- _What the exercise asks_:
Repeat the records below word for word, but start at the line that contains "Guideline: for each instance of the blue", stop after the last line, and include nothing else.

_ _ _ _

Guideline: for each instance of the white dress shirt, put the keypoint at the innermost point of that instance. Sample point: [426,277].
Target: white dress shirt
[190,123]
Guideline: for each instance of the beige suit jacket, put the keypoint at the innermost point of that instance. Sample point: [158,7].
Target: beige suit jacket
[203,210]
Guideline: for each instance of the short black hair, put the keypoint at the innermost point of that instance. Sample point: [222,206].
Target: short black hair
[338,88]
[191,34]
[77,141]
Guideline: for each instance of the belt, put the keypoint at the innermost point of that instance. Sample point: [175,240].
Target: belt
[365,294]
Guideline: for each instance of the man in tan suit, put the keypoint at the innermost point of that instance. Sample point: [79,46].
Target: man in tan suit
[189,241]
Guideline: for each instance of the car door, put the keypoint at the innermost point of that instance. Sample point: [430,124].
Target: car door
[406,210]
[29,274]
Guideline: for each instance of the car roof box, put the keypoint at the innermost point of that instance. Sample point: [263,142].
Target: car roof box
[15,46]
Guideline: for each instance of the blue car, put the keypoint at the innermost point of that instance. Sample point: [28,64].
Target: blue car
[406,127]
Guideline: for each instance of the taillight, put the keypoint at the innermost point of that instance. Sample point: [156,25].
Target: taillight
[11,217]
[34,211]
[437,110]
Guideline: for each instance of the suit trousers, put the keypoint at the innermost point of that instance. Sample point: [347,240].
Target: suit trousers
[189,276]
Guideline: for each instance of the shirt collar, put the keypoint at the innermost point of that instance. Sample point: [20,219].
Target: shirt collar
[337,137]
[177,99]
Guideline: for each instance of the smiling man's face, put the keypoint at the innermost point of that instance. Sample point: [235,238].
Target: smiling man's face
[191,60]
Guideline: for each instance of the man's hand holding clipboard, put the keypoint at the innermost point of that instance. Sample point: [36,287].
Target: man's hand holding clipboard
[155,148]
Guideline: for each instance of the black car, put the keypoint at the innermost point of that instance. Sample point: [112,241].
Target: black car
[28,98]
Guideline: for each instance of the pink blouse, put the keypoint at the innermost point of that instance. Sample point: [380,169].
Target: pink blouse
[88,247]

_ _ _ _

- _Final result_:
Guideline: for each instance of the blue car, put the keypoint at the innermost point of that instance. Sample point: [28,64].
Target: blue car
[406,127]
Guideline: for each instance of the taillight, put the keypoint at the innermost point of that instance. Sample point: [156,25].
Target: taillight
[11,217]
[34,211]
[437,110]
Guideline: for each instance of the suit trousers, put the keypoint at the innermost point of that instance. Sample point: [347,240].
Target: suit trousers
[189,276]
Guideline: for each instance of the shirt collar, put the keypoint at the innermost point of that instance. Sample point: [20,219].
Target: shirt collar
[337,137]
[177,99]
Guideline: for each instance of the smiling man's face, put the keypoint at the innermost point of that instance. Sample point: [235,238].
Target: smiling man's face
[191,60]
Guideline: for each instance of the man's hand holding clipboard, put the keypoint at the innermost point of that instance. Sample point: [36,287].
Target: man's hand holding clipboard
[155,148]
Guideline: for each instance of the black car, put the keypoint at the innermost point of that instance. Sample point: [112,241].
Target: black car
[28,98]
Guideline: for each instance of the pink blouse, put the keypoint at the innermost point of that instance. Sample point: [380,169].
Target: pink blouse
[88,247]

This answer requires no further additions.